#### TASK GOAL
Work through the lines below and count those holding "sofa"; reply with the number only.

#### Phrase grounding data

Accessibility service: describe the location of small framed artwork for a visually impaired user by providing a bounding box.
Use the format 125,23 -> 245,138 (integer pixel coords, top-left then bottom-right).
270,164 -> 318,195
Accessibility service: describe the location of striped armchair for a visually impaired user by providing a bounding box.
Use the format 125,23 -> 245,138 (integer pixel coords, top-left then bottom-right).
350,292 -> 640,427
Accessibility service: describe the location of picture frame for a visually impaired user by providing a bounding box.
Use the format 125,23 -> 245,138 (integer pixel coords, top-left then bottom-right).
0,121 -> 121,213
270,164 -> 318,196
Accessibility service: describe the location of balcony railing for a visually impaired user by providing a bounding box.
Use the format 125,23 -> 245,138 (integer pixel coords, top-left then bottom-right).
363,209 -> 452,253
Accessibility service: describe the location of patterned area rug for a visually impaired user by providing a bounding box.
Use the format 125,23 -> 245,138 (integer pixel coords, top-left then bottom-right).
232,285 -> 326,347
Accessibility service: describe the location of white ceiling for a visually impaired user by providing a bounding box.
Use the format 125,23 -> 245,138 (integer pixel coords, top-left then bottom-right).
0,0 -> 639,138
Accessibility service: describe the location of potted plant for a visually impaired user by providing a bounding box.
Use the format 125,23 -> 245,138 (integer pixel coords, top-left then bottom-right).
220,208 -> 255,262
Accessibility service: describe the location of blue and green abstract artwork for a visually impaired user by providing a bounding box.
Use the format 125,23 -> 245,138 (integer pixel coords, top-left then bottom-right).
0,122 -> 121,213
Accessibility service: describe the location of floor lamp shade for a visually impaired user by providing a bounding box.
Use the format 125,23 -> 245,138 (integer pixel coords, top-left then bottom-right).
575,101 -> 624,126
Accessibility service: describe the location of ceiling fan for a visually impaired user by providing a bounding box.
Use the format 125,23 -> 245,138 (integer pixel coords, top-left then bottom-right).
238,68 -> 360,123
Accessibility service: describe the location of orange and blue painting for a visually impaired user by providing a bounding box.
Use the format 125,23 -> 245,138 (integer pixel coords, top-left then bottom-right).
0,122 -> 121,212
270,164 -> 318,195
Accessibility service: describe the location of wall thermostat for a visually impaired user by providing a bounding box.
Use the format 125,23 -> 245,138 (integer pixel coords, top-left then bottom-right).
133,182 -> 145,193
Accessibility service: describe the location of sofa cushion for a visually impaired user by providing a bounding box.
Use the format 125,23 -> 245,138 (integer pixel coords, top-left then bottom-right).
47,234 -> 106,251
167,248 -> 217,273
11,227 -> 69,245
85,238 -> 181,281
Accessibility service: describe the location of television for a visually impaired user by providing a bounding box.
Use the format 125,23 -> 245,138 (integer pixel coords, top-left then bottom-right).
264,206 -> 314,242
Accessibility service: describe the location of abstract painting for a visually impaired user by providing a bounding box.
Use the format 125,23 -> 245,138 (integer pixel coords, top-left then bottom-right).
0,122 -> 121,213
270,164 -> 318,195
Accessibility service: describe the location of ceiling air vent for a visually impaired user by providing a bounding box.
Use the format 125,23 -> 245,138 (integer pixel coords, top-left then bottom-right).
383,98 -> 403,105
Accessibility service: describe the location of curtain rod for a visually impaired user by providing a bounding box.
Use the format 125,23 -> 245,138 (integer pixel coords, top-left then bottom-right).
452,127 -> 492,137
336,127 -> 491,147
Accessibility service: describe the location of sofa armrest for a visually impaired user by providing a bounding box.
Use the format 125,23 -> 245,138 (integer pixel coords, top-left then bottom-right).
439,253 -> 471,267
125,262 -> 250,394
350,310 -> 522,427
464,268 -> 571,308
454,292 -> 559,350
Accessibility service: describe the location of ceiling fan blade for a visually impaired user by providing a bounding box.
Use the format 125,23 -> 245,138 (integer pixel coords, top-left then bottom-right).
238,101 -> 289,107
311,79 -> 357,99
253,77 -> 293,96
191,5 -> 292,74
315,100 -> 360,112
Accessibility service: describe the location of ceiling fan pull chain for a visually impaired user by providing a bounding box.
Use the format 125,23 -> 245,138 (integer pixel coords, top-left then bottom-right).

#### TASK RESULT
2